# Material for this task:
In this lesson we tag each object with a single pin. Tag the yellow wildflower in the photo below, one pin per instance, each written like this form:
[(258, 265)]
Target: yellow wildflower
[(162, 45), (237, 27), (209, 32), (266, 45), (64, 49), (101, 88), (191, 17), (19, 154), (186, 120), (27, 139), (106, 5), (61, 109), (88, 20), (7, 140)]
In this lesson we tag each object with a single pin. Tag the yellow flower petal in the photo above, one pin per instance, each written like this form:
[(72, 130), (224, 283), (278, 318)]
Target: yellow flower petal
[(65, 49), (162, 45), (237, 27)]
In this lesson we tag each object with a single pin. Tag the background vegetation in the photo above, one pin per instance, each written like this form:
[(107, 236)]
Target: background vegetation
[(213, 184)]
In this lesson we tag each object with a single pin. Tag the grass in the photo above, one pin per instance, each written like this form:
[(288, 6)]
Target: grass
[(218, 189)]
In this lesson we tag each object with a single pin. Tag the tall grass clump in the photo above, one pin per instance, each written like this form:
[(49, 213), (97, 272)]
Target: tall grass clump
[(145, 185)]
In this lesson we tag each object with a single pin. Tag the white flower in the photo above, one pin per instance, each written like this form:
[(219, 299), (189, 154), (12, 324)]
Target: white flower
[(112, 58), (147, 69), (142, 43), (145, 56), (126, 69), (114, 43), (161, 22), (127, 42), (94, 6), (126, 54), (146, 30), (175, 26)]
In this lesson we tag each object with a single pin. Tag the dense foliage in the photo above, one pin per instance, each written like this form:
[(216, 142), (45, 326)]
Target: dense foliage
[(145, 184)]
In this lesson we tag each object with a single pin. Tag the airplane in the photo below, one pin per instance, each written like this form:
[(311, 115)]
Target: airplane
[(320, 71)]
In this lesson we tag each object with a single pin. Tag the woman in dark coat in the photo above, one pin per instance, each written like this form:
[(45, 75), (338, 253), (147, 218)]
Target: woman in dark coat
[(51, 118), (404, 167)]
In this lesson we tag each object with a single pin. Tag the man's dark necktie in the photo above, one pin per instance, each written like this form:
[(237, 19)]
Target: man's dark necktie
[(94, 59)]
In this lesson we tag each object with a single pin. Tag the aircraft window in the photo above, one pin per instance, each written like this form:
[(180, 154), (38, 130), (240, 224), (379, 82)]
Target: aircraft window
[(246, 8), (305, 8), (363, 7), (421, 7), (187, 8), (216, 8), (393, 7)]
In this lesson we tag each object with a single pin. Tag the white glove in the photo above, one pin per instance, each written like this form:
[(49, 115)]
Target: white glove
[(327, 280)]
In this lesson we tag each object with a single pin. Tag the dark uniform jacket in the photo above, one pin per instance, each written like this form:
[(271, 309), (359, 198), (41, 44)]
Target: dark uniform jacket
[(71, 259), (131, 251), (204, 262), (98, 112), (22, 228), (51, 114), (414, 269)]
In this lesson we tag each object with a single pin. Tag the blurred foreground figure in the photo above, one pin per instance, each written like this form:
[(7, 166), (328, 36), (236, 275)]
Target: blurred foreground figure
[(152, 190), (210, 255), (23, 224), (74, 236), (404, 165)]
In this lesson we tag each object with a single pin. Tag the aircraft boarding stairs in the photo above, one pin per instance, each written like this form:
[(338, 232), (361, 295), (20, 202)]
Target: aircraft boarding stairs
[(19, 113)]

# About this exercise:
Only lines that contain the string "below" count; pick each one out of the records and copy it.

# Response:
In this lesson we tag each object with a single pin. Tag the yellow wildflower in the photo below, one pin per instance, each written like this form:
In this lesson we tag each object with a single pin. Tag the airplane in the photo below, one pin per instance, each written like this form:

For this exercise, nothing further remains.